§ TAREFAS PROPOSTAS:
(1) No texto sobre o Adderall, em que cidade o doutor William Graf atende a muitas famílias pobres?
(2) Quais são todas as pessoas mencionadas pelo nome no texto sobre o Adderall?

§ TEXTO APRESENTADO:
Apesar da experiência de Quintn com Adderall, os Rocafort decidiram usá-lo com sua filha Alexis e o filho Ethan. Essas crianças não têm TDAH, segundo seus pais. O Adderall é apenas para ajudar em suas notas e porque Alexis era, nas palavras seu pai, "um pouco desligada".

"Nós vimos os dois lados do espectro: vimos o positivo e vimos o negativo", disse o pai, Rocky Rocafort. Reconhecendo que o uso de Adderall por Alexis é "cosmético", ele acrescentou: "Se eles estão se sentindo positivos, felizes, mais sociáveis, e isso os está ajudando, por que não?"

O doutor William Graf, pediatra e neurologista infantil que atende a muitas famílias pobres em New Haven, Connecticut, disse que uma família deve poder decidir sozinha se o Adderall pode beneficiar seu filho que não tem TDAH, e que um médico pode prescrever eticamente um teste, desde que os efeitos colaterais sejam monitorados de perto. Ele manifestou preocupação, porém, de que o uso crescente de estimulantes dessa maneira possa ameaçar o que chamou de "autenticidade do desenvolvimento".

"Essas crianças ainda estão na fase de desenvolvimento, e ainda não sabemos como essas drogas afetam biologicamente o cérebro em desenvolvimento", ele disse. "Existe uma obrigação dos pais, médicos e professores de respeitar a questão da autenticidade, e não tenho certeza se isso acontece sempre."

Anderson disse que toda criança que ele trata com medicação para TDAH preencheu as qualificações. Mas também criticou esses critérios, dizendo que foram codificados apenas para "fazer algo completamente subjetivo parecer objetivo". Ele acrescentou que os relatórios de professores quase invariavelmente citam comportamentos que permitiriam esse diagnóstico, decisão que ele chamou de mais econômica que médica.

"A escola disse que se eles tivessem outras ideias o fariam", disse Anderson. "Mas as outras ideias custam dinheiro e recursos, comparadas com medicação."

Anderson citou a Escola Elementar William G. Hasty em Canton como uma das escolas com que ele lida frequentemente. O diretor da escola, Izell McGruder, não respondeu a várias mensagens pedindo seus comentários.

Vários educadores contatados para esse artigo consideraram o tema do TDAH tão polêmico que não quiseram comentar - o diagnóstico é mal utilizado às vezes, disseram, mas para muitas crianças é uma séria deficiência de aprendizado. O superintendente de um grande distrito escolar da Califórnia, que falou sob a condição do anonimato, notou que os índices de diagnósticos de TDAH aumentaram tão acentuadamente quanto os fundos da escola diminuíram.

§ DADOS APRESENTADOS:
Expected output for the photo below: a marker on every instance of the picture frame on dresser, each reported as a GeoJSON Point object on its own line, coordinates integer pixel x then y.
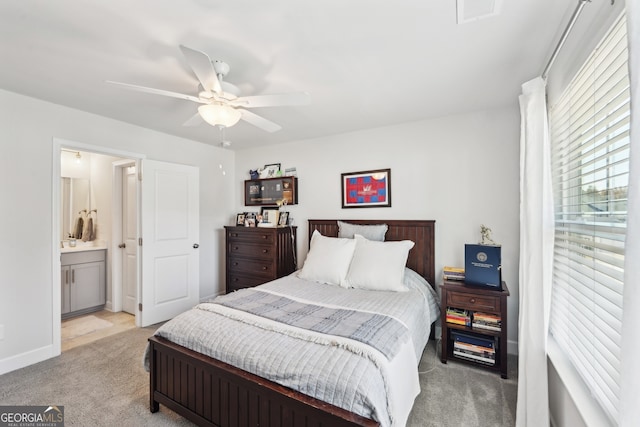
{"type": "Point", "coordinates": [240, 218]}
{"type": "Point", "coordinates": [283, 221]}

§ RESPOSTAS POR TAREFA:
(1) Em New Haven, Connecticut.

(2) Quintn, Alexis, Ethan, Rocky Rocafort, William Graf, Anderson, Izell McGruder